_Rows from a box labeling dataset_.

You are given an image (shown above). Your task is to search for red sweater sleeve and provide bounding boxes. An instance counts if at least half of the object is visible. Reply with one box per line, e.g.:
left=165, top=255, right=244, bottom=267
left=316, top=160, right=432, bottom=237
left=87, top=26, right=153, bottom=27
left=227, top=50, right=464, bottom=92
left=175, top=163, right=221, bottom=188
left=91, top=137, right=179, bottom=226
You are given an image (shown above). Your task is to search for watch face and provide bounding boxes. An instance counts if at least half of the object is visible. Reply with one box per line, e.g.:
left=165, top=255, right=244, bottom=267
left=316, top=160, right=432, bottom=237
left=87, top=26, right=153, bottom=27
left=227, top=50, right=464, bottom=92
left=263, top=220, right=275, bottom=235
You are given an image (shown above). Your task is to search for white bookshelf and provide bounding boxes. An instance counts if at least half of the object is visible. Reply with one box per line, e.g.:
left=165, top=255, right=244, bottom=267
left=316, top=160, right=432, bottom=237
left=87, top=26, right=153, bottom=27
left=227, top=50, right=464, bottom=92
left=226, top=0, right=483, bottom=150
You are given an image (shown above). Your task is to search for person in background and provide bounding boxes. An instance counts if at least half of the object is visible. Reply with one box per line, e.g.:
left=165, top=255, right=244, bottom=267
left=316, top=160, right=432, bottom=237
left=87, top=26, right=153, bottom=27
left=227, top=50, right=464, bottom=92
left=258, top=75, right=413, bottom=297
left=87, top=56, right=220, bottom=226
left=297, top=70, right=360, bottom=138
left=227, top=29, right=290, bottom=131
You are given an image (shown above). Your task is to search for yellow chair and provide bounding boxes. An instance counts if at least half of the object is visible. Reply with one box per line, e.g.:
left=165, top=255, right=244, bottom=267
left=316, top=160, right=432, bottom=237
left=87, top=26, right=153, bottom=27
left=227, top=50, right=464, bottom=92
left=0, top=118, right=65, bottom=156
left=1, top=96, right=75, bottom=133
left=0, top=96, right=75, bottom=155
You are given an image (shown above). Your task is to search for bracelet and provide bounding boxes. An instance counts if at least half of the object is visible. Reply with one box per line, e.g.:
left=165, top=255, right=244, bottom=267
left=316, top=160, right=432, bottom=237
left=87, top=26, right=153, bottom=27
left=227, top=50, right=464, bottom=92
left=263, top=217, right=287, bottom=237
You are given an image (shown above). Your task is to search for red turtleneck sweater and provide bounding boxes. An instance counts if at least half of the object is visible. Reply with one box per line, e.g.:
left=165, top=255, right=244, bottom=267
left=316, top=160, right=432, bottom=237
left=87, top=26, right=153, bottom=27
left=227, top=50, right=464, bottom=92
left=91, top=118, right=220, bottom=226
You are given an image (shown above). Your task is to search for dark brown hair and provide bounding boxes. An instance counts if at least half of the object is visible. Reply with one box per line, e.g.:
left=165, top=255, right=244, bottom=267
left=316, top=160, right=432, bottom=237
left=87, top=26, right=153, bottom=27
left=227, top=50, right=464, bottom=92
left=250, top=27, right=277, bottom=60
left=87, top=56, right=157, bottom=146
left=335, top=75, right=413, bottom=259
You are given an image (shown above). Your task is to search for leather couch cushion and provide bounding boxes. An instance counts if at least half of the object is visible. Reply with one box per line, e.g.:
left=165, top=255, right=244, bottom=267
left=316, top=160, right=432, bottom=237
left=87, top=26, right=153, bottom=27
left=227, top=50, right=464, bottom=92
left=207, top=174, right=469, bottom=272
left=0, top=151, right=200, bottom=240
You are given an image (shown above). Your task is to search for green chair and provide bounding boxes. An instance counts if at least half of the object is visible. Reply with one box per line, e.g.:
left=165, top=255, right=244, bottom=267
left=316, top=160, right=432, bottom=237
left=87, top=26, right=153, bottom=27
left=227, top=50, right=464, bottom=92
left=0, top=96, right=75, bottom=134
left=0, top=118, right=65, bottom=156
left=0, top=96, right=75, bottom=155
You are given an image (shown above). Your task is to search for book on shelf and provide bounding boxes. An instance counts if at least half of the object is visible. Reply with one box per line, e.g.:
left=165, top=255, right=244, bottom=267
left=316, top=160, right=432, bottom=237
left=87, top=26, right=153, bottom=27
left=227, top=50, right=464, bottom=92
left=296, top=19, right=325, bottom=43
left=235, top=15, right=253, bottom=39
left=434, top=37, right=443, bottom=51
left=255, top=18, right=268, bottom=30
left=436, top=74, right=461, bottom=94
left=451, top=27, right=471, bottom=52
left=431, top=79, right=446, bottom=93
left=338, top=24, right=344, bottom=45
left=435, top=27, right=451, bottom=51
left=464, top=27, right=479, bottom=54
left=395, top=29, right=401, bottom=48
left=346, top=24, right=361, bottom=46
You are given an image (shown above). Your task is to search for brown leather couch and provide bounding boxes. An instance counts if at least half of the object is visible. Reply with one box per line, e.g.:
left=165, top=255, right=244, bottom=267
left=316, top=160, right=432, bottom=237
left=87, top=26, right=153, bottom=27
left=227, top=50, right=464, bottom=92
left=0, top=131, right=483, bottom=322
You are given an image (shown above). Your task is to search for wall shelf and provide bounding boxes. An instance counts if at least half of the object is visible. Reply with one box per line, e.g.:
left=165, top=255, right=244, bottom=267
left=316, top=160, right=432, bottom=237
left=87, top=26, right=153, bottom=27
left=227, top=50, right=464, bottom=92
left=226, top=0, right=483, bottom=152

_Problem to work on_. Put every line of the data above into a numbered list, skipping any blank lines.

_Answer in full_.
1. You are given an image (shown above). Your task is to search for red sweater sleeve and provide bounding boxes. An instance counts if at least half of the object is visible. Reply with one box per line, e.g.:
2. left=165, top=255, right=244, bottom=267
3. left=316, top=160, right=432, bottom=237
4. left=87, top=26, right=153, bottom=27
5. left=227, top=50, right=464, bottom=92
6. left=175, top=163, right=221, bottom=188
7. left=91, top=137, right=179, bottom=226
8. You are given an image (shown above). Your task is to search for watch face and provide bounding boxes. An instance counts if at least half of the object is visible. Reply with one box per line, e.g.:
9. left=165, top=255, right=244, bottom=267
10. left=316, top=160, right=432, bottom=237
11. left=87, top=26, right=153, bottom=27
12. left=227, top=50, right=464, bottom=92
13. left=263, top=220, right=275, bottom=235
14. You are given an image (shown above). Your task is to search for white bookshelf and provide bounding boxes. An instance counts if at least half of the object is visible. Reply with one box per line, e.g.:
15. left=165, top=255, right=244, bottom=267
16. left=316, top=160, right=432, bottom=237
17. left=87, top=26, right=153, bottom=27
18. left=227, top=50, right=464, bottom=92
19. left=226, top=0, right=483, bottom=150
20. You are given an image (shown above). Your task is to search for person in background and provide bounding boxes. An instance counts if at least half of the object is visible. Reply with one box per line, e.g.:
21. left=165, top=255, right=244, bottom=267
22. left=316, top=160, right=432, bottom=237
23. left=87, top=26, right=153, bottom=27
24. left=227, top=50, right=464, bottom=92
25. left=258, top=75, right=413, bottom=297
26. left=87, top=56, right=220, bottom=226
27. left=297, top=70, right=360, bottom=138
28. left=227, top=29, right=290, bottom=131
29. You are given an image (shown above). Your task is to search for yellow chair and provide bounding boxes. An instance counts if at least half of the object is visible. Reply with one box per line, e.g.:
30. left=165, top=255, right=244, bottom=267
31. left=316, top=160, right=432, bottom=237
32. left=87, top=26, right=153, bottom=27
33. left=227, top=50, right=464, bottom=92
34. left=0, top=118, right=65, bottom=156
35. left=1, top=96, right=75, bottom=133
36. left=0, top=96, right=75, bottom=155
37. You are given an image (shown above). Your task is to search for bracelet and provide bounding boxes. An instance counts if at least half of the object is visible. Reply with one box per line, e.g.:
38. left=165, top=255, right=244, bottom=267
39. left=316, top=160, right=432, bottom=237
40. left=87, top=26, right=153, bottom=27
41. left=227, top=50, right=464, bottom=92
42. left=263, top=217, right=287, bottom=237
43. You are given an image (shown above). Your task is to search for red turtleneck sweater and provide bounding boxes. An instance counts if at least half of the object is visible. Reply with one box per line, e.g.:
44. left=165, top=255, right=244, bottom=267
45. left=316, top=160, right=432, bottom=237
46. left=87, top=26, right=153, bottom=27
47. left=227, top=50, right=464, bottom=92
48. left=91, top=118, right=220, bottom=226
49. You are given an image (shown above). Your task is to search for dark brown hair and provide bounding boxes. An instance counts if at least half of the object is visible. Reply with one box per line, e.g.:
50. left=165, top=255, right=244, bottom=267
51. left=316, top=160, right=432, bottom=237
52. left=87, top=26, right=153, bottom=27
53. left=227, top=50, right=464, bottom=92
54. left=250, top=27, right=277, bottom=60
55. left=87, top=56, right=157, bottom=146
56. left=335, top=75, right=413, bottom=259
57. You are given an image (shown above). Your task is to search for leather couch cushion and provide bounding boxes. An instance counts if at least half of the object is visible. Reply with one box per line, e.g.:
58. left=165, top=255, right=244, bottom=267
59. left=316, top=160, right=432, bottom=237
60. left=87, top=26, right=153, bottom=27
61. left=227, top=50, right=464, bottom=92
62. left=207, top=174, right=469, bottom=272
63. left=0, top=151, right=200, bottom=240
64. You are given an image (shown above). Your task is to search for green chair and provide bounding boxes. An instance counts if at least half of the object is visible. Reply with one box per line, e.g.:
65. left=165, top=255, right=244, bottom=267
66. left=316, top=160, right=432, bottom=237
67. left=87, top=26, right=153, bottom=27
68. left=227, top=50, right=464, bottom=92
69. left=0, top=96, right=75, bottom=134
70. left=0, top=118, right=65, bottom=156
71. left=0, top=96, right=75, bottom=155
72. You are given an image (shown above). Your task is to search for book on shelf and provide bounding boxes. An instance counts if at least half of the object is visible. Reply with one box per line, e.g.:
73. left=165, top=255, right=244, bottom=267
74. left=316, top=160, right=432, bottom=237
75. left=87, top=26, right=153, bottom=27
76. left=227, top=50, right=464, bottom=92
77. left=296, top=19, right=325, bottom=43
78. left=235, top=15, right=253, bottom=39
79. left=434, top=37, right=443, bottom=51
80. left=255, top=18, right=268, bottom=30
81. left=436, top=74, right=461, bottom=94
82. left=451, top=27, right=471, bottom=52
83. left=431, top=79, right=446, bottom=93
84. left=338, top=24, right=344, bottom=45
85. left=435, top=27, right=451, bottom=51
86. left=464, top=27, right=479, bottom=54
87. left=395, top=29, right=401, bottom=48
88. left=346, top=24, right=361, bottom=46
89. You are given an image (shown above). Your task is to search for brown leather couch and provide bounding boxes. An instance counts if at least half of the object is visible. Reply with one box per line, e.g.:
90. left=165, top=255, right=244, bottom=267
91. left=316, top=160, right=432, bottom=237
92. left=87, top=26, right=153, bottom=27
93. left=227, top=50, right=464, bottom=92
94. left=0, top=131, right=483, bottom=322
95. You are given an image (shown above). Your task is to search for wall shelf and provide bounding boxes. An instance counts if at least half of the object is visible. Reply with one box per line, e.g.:
96. left=165, top=255, right=244, bottom=267
97. left=316, top=160, right=432, bottom=237
98. left=87, top=26, right=153, bottom=27
99. left=227, top=50, right=464, bottom=92
100. left=226, top=0, right=483, bottom=152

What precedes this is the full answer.